▶ [TEXT BLOCK]

I put blankets underneath the mattress to raise it up a bit and while it doesn't close the gap completely, the gap really isn't a big deal at all. I put my own weight on it sometimes and it's pretty firm. I guess the fact that it's anchored and against the wall makes it sturdy enough.

I worried about this as well until I got it put together. I really think you'll find it works out fine once you do it!


----------



## baybemama (Jan 15, 2007)

Here are pictures of final product if it helps...

http://i136.photobucket.com/albums/q...4/IMG_6944.jpg

http://i136.photobucket.com/albums/q...4/IMG_6943.jpg


----------



## saoirse2007 (Sep 4, 2007)

▶ [PROBLEM 1] In the forum thread about the mattress gap, what did the poster put underneath the mattress to raise it?
▶ [PROBLEM 2] Continue the forum thread about the mattress gap from the point where it stops.

▶ [EXCERPTED RECORDS]
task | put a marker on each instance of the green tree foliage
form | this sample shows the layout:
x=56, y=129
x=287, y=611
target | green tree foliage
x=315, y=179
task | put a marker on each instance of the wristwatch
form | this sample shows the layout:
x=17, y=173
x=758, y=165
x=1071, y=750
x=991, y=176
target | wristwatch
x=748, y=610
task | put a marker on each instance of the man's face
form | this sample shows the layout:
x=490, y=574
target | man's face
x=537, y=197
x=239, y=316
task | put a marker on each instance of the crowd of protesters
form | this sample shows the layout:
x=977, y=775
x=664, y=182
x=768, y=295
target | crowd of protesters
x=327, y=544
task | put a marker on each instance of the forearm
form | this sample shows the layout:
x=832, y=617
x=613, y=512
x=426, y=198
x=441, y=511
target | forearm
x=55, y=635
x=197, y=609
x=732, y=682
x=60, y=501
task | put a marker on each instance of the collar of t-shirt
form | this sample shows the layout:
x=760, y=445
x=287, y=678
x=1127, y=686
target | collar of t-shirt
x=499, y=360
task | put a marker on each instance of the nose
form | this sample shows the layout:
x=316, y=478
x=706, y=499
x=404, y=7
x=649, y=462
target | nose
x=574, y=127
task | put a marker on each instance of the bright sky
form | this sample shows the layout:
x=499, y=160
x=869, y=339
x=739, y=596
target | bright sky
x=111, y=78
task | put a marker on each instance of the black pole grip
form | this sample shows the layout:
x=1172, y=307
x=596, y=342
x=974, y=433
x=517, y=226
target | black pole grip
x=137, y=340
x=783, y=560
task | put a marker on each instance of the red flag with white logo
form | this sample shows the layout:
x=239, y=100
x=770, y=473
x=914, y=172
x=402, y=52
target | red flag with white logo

--

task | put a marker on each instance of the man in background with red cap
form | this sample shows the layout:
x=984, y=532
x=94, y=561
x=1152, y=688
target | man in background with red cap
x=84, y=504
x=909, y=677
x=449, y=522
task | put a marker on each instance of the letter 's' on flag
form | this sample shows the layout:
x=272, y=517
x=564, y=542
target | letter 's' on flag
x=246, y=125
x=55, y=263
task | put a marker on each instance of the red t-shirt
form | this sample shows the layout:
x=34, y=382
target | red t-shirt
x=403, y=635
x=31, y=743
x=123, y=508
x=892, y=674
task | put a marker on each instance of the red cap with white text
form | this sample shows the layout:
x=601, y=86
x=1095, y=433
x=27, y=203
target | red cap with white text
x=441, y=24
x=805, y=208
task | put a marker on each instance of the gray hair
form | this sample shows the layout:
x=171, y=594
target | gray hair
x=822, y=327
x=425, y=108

▶ [EXERCISE RESULT 1] Blankets.

▶ [EXERCISE RESULT 2]
dh stuffed a pillow btwn ds mattress and crib rail forcin ds matress to butt up against ours

eta: just saw baybemama pics...nice crib
same idea as dh...i guess my input was not required lol...should have looked before i typed


----------



## columbusmomma (Oct 31, 2006)

Quote:


Originally Posted by *baybemama* 
Here are pictures of final product if it helps...

http://i136.photobucket.com/albums/q...4/IMG_6944.jpg

http://i136.photobucket.com/albums/q...4/IMG_6943.jpg

Looks great! I just sidecarred over the weekend!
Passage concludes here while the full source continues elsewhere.